— Begin Input material —
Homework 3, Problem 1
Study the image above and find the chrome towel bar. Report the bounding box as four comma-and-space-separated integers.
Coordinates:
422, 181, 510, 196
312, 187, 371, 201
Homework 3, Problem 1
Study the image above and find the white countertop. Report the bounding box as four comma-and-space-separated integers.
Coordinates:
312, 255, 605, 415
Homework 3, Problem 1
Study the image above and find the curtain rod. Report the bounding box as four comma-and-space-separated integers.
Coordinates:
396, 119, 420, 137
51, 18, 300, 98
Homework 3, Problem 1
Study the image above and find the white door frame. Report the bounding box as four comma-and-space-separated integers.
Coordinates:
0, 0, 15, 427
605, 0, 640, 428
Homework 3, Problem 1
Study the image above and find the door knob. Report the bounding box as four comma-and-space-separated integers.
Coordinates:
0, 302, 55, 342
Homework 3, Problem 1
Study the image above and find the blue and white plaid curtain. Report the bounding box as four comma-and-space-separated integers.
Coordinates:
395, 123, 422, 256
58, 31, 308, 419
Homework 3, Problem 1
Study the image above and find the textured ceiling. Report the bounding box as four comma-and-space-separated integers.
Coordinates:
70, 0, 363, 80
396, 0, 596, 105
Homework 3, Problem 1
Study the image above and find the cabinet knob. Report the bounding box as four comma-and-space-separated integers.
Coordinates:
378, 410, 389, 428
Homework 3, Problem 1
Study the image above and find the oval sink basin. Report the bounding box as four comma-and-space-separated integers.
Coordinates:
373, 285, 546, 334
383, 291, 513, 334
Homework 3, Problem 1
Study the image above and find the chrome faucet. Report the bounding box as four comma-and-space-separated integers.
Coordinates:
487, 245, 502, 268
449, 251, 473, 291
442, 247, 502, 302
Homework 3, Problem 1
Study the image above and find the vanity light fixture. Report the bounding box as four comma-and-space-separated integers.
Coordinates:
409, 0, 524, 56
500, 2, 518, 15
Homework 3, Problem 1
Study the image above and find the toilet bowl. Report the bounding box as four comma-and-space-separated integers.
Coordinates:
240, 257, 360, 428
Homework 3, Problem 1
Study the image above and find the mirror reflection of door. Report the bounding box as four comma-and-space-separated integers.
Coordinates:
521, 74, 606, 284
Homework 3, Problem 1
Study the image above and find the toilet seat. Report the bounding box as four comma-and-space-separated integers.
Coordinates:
— End Input material —
What is required: How many lines in the data above contain the string "toilet"? Uppercase and lowercase count as different letters. Reply with the number alone.

Exercise output: 2